## [What is expected]
Rewrite the data below from the line with "eyelash in the photograph above." up to and including its final line, keeping every line and multiplying each coordinate in the answer points by 1.25, rounded to whole numbers with halves going up. Leave the pictures out.

-------- Data in this exercise

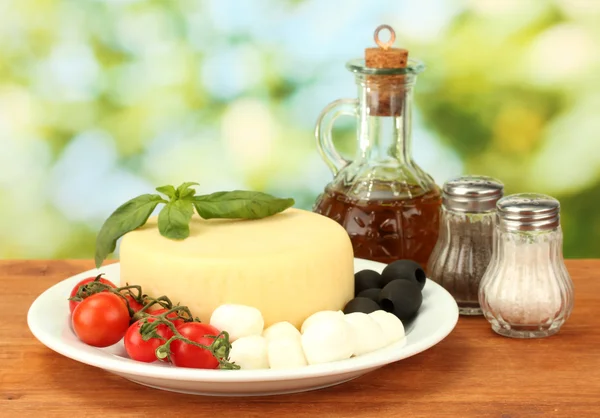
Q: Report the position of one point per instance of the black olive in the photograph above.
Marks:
(363, 305)
(372, 294)
(366, 279)
(405, 270)
(403, 298)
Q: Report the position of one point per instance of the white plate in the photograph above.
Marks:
(50, 324)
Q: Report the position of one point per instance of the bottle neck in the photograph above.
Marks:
(385, 125)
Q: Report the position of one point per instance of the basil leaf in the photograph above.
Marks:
(240, 204)
(174, 219)
(127, 217)
(185, 190)
(167, 190)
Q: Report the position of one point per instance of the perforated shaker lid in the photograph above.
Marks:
(529, 212)
(472, 193)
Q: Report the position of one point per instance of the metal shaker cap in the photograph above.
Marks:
(472, 194)
(528, 212)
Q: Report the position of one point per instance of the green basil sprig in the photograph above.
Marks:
(174, 218)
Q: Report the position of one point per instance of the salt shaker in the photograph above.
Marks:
(464, 247)
(526, 291)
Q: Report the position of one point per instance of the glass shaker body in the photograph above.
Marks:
(526, 291)
(388, 205)
(465, 245)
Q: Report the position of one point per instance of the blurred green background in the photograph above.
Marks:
(101, 100)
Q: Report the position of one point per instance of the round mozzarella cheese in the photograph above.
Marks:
(328, 339)
(368, 335)
(281, 330)
(319, 316)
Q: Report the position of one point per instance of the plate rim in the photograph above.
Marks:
(104, 360)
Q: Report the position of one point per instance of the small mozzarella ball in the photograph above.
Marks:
(368, 335)
(250, 352)
(238, 320)
(286, 353)
(317, 316)
(328, 339)
(280, 330)
(390, 324)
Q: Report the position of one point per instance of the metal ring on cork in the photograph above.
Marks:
(390, 42)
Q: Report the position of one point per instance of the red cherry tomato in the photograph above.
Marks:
(101, 319)
(171, 317)
(187, 355)
(73, 303)
(141, 350)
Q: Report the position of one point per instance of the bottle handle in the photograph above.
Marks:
(325, 121)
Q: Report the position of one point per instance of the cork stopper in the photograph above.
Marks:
(385, 95)
(386, 56)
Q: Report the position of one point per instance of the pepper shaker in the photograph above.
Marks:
(464, 247)
(526, 291)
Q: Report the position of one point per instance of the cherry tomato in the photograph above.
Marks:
(141, 350)
(101, 319)
(187, 355)
(72, 303)
(171, 317)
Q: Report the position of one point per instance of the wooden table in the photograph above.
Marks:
(472, 373)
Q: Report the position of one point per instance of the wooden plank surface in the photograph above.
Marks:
(472, 373)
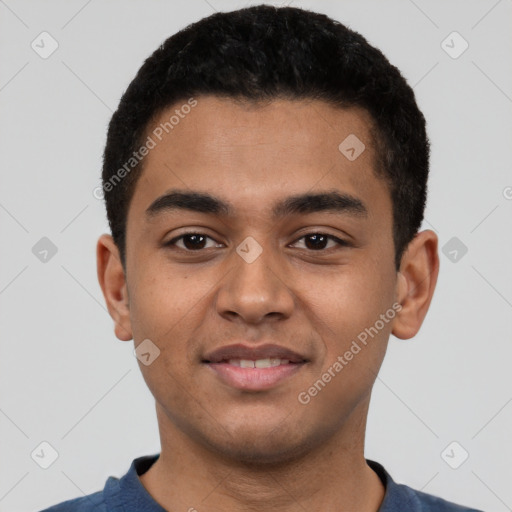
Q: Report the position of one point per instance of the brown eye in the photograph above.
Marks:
(192, 242)
(319, 241)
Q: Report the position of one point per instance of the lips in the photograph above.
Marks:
(244, 352)
(249, 368)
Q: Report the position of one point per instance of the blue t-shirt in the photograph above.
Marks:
(127, 494)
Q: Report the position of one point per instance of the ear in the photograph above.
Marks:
(112, 280)
(416, 282)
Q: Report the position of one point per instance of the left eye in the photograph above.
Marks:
(319, 241)
(192, 241)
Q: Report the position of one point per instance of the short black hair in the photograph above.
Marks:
(263, 53)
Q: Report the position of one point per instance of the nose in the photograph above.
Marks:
(255, 291)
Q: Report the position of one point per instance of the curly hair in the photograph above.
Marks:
(263, 53)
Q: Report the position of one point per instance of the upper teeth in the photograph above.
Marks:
(259, 363)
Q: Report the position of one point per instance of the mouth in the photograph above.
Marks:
(254, 368)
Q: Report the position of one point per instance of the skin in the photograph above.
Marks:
(223, 448)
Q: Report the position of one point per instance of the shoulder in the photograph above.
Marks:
(399, 497)
(91, 502)
(430, 503)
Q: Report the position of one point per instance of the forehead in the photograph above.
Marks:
(253, 155)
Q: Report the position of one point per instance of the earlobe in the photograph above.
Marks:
(112, 281)
(416, 283)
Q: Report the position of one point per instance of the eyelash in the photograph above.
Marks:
(339, 241)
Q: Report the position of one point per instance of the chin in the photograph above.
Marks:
(263, 445)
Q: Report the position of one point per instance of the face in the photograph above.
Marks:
(252, 237)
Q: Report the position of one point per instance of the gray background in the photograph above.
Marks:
(65, 378)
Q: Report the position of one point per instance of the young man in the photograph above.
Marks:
(265, 178)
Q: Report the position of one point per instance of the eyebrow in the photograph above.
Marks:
(328, 201)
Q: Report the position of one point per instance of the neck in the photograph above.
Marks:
(335, 476)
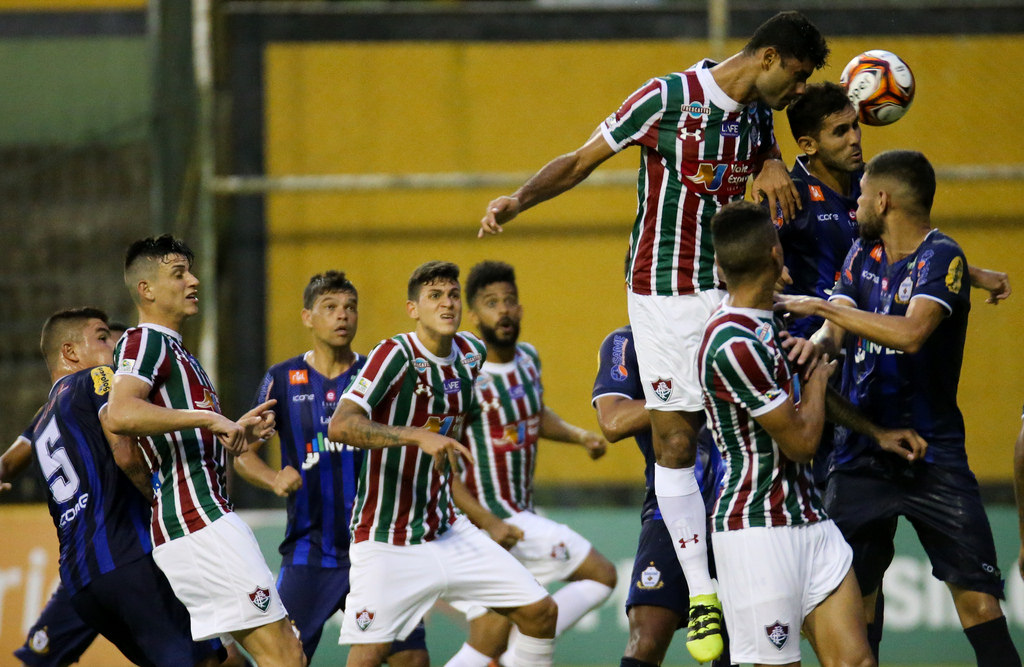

----------------

## [Solution]
Q: Report the position of one point per instance of the eyelash in the photograph above.
Marks:
(424, 301)
Q: Report the position of one point per instance of the chin in the photograph above.
Marks:
(329, 556)
Q: Report the position of one point per instance of the face in the photograph above.
Marks:
(315, 296)
Q: Report the position of one point per instance of the gray background in the photograph above.
Marks:
(81, 473)
Q: Report the position of one point per instance of the young man in the photograph above.
Marks:
(331, 223)
Q: Report the position of one point per instance of the eyebrow in the photograph above.
Marks:
(410, 251)
Q: Report the position of one point per instance of the neck in the photograph above.
Marks:
(419, 595)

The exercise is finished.